Com o resto da manifestação nas costas, o cordão aproxima-se dos polícias de choque: “Assassinos! Fascistas!” Os insultos alternam com incitações: “Recua! Recua!” E urros ritmados: “Hu! Hu! Hu! Hu!” Uma tensão que é a soma de mês e meio de protestos, por vezes violentamente reprimidos, o maior levantamento popular no Brasil desde as manifestações que derrubaram o presidente Collor de Mello em 1992.

Depois o cordão transforma-se numa massa de braços levantados, aos gritos: o nome dos desaparecidos, dos desalojados à força. Rapazes de cabeça coberta ajoelham-se de punhos erguidos, dando as costas à polícia, que se mantém quieta. Tudo indica que, esta noite, o batalhão de choque tem ordens para não carregar se nada for partido.

Entretanto, no tumulto em volta, manifestantes são detidos, e a massa vai até à carrinha policial: “Solta! Solta! Luta não é crime!” Entre os que gritam está Felipe, estudante de História na Universidade de São Paulo (USP) e porta-bandeira vermelho e negro. “A nossa bandeira é o anarco-sindicalismo, a gente quer uma sociedade organizada pelos trabalhadores”, diz, cara descoberta, aparelho nos dentes. “Só esse trimestre [passado] o banco Itaú lucrou mais de três bilhões de reais.” Para atalhar a questão do quebra-quebra, como dizem os brasileiros.

 

No vão da História

 Indo ao começo desta convulsão no Brasil, um dos eixos será justamente a Faculdade de Geografia e História da USP, bastião da universidade pública com longa tradição de esquerda.

Estamos na véspera da manifestação na Paulista e o vão do edifício está cheio de bandeiras, cartazes, palavras de ordem. Encontro marcado ao começo da noite com Luísa Mandetta, 19 anos, estudante de Ciências Sociais, uma das militantes do Movimento Passe Livre (MPL), onde não há líderes nem porta-vozes, todos são militantes.

O MPL foi o rastilho, em Junho, ao convocar manifestações contra o aumento dos ônibus na cidade, de 3 para 3,20 reais. Transporte é um drama central em São Paulo, megalópole engarrafada, com um metro pequeno e atulhado, maus ônibus e cheios, além da corrupção associada a empresas de transportes. Tudo isto começa a ser também o drama de muitas cidades brasileiras em crescimento, e uma resposta policial aos protestos com gás lacrimogéneo, balas de borracha, muitas dezenas de feridos e detidos ajudou a que o levantamento engrossasse, espalhando-se pelo país, multiplicando as razões de protesto. Tribos e movimentos que há anos tinham trabalho de base vieram ao de cima. Poderes públicos e privados ficaram perplexos: tudo eram perguntas tentando entender verdades múltiplas, muito além do aumento. Entretanto o MPL ganhou a etapa a que se propusera: por todo o Brasil as novas tarifas de ônibus caíram em dominó. Assim reforçada, a luta continua.

◆ ◆ ◆ ◆ ◆

Tarefas escritas
- A) Extraia do texto sobre os protestos no Brasil o trecho que começa em "Indo ao começo" e termina em "todos são militantes.".
- B) Segundo o texto sobre os protestos no Brasil, qual foi o aumento da tarifa dos ônibus contra o qual o Movimento Passe Livre convocou manifestações?
- C) Resuma em duas frases o texto sobre os protestos no Brasil.

◆ ◆ ◆ ◆ ◆

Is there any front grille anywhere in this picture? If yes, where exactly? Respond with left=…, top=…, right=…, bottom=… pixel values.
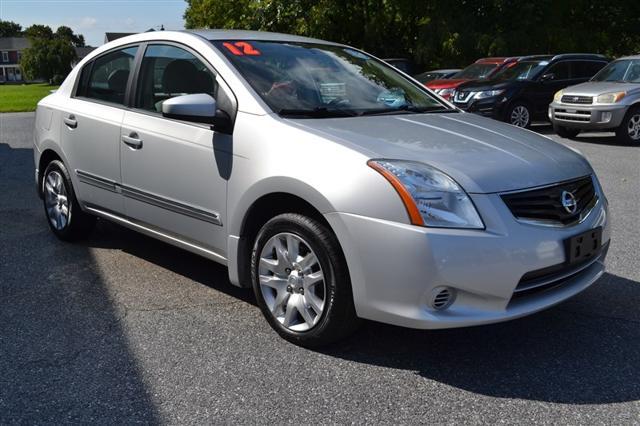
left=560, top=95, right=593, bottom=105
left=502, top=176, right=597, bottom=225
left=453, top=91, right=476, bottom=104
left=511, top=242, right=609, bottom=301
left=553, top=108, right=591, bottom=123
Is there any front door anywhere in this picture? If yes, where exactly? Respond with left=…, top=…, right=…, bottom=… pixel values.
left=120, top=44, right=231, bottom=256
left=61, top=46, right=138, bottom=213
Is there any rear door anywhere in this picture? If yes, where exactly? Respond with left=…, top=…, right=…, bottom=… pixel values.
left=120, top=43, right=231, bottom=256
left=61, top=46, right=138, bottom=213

◆ ◆ ◆ ◆ ◆

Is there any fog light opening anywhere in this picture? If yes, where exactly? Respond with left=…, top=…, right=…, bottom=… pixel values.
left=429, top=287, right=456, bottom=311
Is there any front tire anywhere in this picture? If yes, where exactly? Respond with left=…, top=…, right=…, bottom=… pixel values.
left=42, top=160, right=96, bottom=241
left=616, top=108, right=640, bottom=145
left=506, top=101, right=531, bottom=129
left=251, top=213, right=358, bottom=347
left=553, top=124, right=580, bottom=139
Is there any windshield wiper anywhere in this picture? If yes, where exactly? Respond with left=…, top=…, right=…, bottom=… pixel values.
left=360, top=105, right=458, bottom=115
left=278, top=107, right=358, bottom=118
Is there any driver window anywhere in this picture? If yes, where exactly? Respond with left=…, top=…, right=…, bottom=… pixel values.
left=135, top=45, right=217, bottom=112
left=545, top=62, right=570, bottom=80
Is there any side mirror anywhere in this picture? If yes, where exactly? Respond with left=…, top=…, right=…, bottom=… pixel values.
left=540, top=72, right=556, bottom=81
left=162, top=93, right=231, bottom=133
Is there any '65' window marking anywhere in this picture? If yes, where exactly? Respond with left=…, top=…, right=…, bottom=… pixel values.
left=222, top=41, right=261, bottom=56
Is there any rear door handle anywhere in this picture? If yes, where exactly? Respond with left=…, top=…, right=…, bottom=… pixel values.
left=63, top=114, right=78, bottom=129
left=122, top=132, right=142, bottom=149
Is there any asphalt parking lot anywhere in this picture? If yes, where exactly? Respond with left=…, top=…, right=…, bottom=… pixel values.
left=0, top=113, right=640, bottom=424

◆ ◆ ◆ ◆ ◆

Soluções
- A)
Indo ao começo desta convulsão no Brasil, um dos eixos será justamente a Faculdade de Geografia e História da USP, bastião da universidade pública com longa tradição de esquerda.

Estamos na véspera da manifestação na Paulista e o vão do edifício está cheio de bandeiras, cartazes, palavras de ordem. Encontro marcado ao começo da noite com Luísa Mandetta, 19 anos, estudante de Ciências Sociais, uma das militantes do Movimento Passe Livre (MPL), onde não há líderes nem porta-vozes, todos são militantes.

- B) De 3 para 3,20 reais.

- C) Um cordão de manifestantes enfrenta a polícia de choque, numa tensão que soma mês e meio de protestos, o maior levantamento popular no Brasil desde as manifestações que derrubaram Collor de Mello em 1992. O rastilho foi o Movimento Passe Livre, que em junho convocou manifestações contra o aumento dos ônibus em São Paulo, e a resposta policial fez o levantamento espalhar-se pelo país até as novas tarifas caírem por todo o Brasil.